__MATERIALS PROVIDED__.
·····
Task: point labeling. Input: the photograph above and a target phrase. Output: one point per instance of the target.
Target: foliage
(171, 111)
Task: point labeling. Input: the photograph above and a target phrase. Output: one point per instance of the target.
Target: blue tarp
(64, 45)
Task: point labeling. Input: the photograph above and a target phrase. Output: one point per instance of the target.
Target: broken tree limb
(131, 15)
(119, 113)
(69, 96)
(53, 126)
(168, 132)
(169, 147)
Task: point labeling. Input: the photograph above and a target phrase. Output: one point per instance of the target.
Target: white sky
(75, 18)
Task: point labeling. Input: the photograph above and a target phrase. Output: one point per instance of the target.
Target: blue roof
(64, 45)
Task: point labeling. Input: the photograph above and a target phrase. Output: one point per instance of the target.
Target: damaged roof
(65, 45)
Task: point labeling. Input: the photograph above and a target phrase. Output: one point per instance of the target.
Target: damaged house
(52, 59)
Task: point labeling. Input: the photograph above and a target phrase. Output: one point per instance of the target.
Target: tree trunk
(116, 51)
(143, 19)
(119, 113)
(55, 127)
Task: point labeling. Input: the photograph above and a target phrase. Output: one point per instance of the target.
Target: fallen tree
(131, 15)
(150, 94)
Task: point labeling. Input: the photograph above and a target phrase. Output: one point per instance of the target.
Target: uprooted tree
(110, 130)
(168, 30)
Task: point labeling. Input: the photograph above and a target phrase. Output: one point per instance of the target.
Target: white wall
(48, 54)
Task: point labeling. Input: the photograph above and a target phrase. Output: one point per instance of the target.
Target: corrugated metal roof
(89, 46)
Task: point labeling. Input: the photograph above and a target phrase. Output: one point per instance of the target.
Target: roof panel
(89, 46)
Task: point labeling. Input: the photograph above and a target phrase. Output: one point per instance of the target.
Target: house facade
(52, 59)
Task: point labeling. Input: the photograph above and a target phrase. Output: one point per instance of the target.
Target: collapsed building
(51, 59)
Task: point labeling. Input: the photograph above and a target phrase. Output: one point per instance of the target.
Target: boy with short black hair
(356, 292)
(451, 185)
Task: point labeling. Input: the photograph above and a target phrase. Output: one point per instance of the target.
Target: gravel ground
·····
__TASK DESCRIPTION__. Transcribe each line above exactly; skip none.

__SOLVED PROBLEM__.
Task: point labeling. Input: the photograph above and a target phrase. Output: one point per instance of the target.
Target: foliage
(171, 111)
Task: point labeling. Input: the photograph above and a target phrase. Output: one point per instance of the target.
Target: blue tarp
(64, 45)
Task: point labeling. Input: the photograph above and a target phrase. Output: one point per instance of the target.
Target: broken tree limb
(131, 15)
(119, 113)
(69, 96)
(53, 126)
(168, 132)
(169, 147)
Task: point labeling. Input: the photograph above and a target phrase. Output: one point per instance of the target.
Target: white sky
(75, 18)
Task: point labeling. Input: the photograph above and a target phrase. Output: one point per instance of the target.
Target: blue roof
(64, 45)
Task: point labeling. Input: the photograph above and a target phrase. Output: one point per instance of the target.
Target: damaged roof
(65, 45)
Task: point labeling. Input: the photograph above and a target phrase. Output: one point per instance of the target.
Target: damaged house
(52, 59)
Task: point labeling. Input: the photograph above and a target phrase. Output: one point per instance of the target.
Target: tree trunk
(116, 51)
(143, 19)
(119, 113)
(55, 127)
Task: point labeling. Input: the photograph above and a target phrase. Output: one point per instance of the target.
Target: fallen tree
(131, 15)
(150, 94)
Task: point labeling. Input: the photograph above and a target phrase. Output: one point per instance of the target.
Target: uprooted tree
(110, 130)
(168, 30)
Task: point labeling. Input: the photograph above and a target phrase. Output: one point per instance of the target.
Target: white wall
(48, 54)
Task: point labeling. Input: the photograph above and a target phrase. Output: one point per instance of the target.
Target: corrugated metal roof
(89, 46)
Task: point labeling. Input: the photograph above and a target phrase. Output: one point per instance of the target.
Target: roof panel
(89, 46)
Task: point labeling. Input: the photograph above and a target phrase. Output: one point per instance of the target.
Target: house facade
(52, 59)
Task: point labeling. Input: the photograph above and a target phrase. Output: one point per instance of the target.
Target: collapsed building
(51, 59)
Task: point labeling. Input: the photograph above and a target phrase. Output: one point per instance of the target.
Target: boy with short black hair
(356, 292)
(451, 185)
Task: point labeling. Input: the photograph above and a target phrase. Output: one point per instance of the target.
Target: gravel ground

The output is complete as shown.